* [Your objective]: In the entries that follow, find each line with the word "painted" and copy it.

^^^^^^^^^^^^^^^^

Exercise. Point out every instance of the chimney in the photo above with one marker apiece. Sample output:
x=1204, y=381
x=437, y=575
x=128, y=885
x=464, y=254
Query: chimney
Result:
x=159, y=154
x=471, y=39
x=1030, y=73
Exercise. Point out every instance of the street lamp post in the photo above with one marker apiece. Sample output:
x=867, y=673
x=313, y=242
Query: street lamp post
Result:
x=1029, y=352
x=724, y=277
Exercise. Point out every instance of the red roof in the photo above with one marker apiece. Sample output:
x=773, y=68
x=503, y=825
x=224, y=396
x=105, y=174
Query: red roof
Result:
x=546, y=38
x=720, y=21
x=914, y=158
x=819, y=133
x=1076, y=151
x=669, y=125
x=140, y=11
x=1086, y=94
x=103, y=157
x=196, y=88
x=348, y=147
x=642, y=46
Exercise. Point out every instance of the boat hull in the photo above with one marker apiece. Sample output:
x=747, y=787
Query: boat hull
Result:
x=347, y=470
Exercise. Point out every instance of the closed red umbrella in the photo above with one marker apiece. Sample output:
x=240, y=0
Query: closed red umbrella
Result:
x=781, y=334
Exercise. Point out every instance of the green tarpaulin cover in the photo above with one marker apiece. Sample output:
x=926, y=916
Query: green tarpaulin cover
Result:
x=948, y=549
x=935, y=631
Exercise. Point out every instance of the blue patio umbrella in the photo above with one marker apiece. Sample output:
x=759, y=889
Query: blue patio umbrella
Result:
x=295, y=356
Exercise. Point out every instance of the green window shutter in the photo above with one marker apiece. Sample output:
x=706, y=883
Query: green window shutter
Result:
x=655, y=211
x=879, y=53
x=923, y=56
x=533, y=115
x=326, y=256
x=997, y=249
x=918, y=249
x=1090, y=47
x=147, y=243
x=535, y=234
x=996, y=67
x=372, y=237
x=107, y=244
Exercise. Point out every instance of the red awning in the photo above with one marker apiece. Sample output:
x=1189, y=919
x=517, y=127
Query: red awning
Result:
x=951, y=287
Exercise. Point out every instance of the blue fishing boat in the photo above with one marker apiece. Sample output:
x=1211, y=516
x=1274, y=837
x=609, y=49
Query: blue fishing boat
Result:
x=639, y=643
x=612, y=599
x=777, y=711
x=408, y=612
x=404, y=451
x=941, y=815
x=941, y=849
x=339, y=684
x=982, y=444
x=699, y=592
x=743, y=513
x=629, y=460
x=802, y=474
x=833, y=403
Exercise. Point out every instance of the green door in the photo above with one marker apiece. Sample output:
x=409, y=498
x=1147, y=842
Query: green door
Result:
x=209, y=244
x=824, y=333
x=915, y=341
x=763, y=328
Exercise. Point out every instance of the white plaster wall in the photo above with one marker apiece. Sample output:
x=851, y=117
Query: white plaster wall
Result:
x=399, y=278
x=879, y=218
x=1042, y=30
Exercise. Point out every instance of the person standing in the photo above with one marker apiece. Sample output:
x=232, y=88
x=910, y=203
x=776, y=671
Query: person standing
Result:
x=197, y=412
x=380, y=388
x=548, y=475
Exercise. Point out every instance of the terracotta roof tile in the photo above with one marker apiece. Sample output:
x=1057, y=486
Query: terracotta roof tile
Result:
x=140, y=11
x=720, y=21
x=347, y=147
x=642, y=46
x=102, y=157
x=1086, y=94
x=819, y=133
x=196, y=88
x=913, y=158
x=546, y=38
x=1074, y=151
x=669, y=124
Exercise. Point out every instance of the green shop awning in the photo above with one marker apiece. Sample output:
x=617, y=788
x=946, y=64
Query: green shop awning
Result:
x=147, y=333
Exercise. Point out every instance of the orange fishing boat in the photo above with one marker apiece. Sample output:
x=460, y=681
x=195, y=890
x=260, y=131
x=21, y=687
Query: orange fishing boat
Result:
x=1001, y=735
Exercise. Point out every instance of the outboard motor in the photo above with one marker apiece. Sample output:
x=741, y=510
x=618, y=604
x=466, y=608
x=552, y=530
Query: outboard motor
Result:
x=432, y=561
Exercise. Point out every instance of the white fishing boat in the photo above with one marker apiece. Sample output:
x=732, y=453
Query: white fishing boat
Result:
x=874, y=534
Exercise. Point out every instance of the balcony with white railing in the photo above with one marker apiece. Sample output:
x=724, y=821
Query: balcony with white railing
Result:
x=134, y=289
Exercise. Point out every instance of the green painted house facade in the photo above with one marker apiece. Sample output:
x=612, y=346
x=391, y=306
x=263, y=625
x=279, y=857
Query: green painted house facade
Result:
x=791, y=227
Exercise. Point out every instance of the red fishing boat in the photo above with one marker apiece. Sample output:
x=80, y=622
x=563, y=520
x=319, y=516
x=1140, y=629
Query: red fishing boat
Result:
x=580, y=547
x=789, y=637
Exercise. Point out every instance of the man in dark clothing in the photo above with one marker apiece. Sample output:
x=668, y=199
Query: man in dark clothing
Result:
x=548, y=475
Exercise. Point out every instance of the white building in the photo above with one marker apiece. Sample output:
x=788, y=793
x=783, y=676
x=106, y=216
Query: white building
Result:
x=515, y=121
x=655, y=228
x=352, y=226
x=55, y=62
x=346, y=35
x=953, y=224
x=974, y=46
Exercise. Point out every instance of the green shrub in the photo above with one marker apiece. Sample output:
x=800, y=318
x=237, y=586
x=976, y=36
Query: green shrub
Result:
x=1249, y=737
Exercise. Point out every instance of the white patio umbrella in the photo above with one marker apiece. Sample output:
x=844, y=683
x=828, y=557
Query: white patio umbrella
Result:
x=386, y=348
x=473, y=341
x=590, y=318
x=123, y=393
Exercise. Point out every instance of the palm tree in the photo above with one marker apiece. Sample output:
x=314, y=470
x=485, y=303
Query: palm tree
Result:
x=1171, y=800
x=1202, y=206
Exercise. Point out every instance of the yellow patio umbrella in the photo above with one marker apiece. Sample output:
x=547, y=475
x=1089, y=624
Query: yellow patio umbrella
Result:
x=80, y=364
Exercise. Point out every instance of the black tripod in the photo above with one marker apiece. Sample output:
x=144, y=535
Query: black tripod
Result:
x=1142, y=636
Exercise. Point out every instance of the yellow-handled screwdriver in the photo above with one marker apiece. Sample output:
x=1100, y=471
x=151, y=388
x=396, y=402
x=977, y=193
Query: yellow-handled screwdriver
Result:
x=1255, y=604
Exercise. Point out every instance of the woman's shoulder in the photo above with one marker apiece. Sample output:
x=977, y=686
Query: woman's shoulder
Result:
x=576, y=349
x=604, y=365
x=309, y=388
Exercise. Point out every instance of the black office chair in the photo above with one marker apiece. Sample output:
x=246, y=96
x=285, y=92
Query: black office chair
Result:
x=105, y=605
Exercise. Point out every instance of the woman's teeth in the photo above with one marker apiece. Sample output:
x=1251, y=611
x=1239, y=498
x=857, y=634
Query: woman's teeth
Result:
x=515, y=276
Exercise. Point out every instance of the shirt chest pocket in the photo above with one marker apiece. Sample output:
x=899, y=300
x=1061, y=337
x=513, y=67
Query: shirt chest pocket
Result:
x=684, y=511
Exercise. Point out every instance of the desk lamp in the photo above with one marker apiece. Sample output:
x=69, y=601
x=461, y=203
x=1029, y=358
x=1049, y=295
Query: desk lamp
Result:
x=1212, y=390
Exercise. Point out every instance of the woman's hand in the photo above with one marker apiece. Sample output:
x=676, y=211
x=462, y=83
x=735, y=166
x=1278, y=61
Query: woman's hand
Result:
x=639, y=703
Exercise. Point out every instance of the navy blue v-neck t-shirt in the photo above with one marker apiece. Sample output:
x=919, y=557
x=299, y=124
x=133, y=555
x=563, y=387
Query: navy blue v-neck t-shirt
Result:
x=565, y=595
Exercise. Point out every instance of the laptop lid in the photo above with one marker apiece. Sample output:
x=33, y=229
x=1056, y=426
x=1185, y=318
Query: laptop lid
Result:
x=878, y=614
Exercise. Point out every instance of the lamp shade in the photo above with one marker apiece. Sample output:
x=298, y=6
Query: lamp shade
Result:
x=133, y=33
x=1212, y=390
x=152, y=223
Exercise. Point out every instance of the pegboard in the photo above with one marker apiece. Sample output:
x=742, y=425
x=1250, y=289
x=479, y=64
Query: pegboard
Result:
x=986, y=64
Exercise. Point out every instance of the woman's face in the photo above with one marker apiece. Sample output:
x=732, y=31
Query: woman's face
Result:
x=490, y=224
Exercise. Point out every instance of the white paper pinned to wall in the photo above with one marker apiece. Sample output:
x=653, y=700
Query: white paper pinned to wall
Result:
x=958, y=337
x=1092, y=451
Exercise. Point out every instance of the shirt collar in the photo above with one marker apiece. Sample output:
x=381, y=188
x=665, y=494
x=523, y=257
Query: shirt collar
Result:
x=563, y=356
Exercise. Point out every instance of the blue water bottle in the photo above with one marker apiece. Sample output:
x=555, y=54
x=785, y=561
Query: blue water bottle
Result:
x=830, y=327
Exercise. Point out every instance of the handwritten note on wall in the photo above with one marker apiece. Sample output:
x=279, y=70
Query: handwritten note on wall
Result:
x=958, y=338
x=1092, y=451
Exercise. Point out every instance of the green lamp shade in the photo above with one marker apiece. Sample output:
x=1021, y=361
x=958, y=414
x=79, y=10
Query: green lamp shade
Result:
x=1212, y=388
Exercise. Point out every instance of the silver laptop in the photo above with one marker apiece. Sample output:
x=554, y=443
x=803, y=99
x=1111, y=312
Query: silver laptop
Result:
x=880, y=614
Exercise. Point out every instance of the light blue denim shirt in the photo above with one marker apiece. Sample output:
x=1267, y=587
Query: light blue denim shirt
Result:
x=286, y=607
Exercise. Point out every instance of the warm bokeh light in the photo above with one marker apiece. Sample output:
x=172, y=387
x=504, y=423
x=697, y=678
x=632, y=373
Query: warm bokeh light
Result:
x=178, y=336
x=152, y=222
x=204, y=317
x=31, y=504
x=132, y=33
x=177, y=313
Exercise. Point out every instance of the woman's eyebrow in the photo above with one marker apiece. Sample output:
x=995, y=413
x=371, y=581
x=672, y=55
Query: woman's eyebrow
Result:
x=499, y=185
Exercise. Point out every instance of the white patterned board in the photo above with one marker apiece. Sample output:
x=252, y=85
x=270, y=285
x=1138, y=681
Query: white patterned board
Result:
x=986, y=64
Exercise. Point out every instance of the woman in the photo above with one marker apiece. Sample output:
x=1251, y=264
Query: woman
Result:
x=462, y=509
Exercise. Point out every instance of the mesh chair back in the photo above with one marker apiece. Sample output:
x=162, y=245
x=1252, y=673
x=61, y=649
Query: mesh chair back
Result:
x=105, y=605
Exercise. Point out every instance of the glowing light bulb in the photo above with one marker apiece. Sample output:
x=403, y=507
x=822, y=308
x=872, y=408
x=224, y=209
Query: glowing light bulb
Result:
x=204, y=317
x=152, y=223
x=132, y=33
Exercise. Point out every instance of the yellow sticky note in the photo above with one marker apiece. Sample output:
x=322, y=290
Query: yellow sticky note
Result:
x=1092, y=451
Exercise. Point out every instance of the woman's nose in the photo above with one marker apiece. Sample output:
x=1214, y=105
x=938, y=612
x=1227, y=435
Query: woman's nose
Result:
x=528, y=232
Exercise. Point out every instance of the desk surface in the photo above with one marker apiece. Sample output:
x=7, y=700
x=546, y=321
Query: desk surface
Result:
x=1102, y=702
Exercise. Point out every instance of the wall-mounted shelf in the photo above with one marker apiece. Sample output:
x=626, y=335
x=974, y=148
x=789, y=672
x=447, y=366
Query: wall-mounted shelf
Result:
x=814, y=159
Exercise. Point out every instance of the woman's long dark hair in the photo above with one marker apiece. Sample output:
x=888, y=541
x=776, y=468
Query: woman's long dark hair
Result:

^^^^^^^^^^^^^^^^

* [Solution for this exercise]:
Exercise. Point out every instance of the green painted house facade in the photo above with one marker apiece. Sample output:
Query: green painted house facade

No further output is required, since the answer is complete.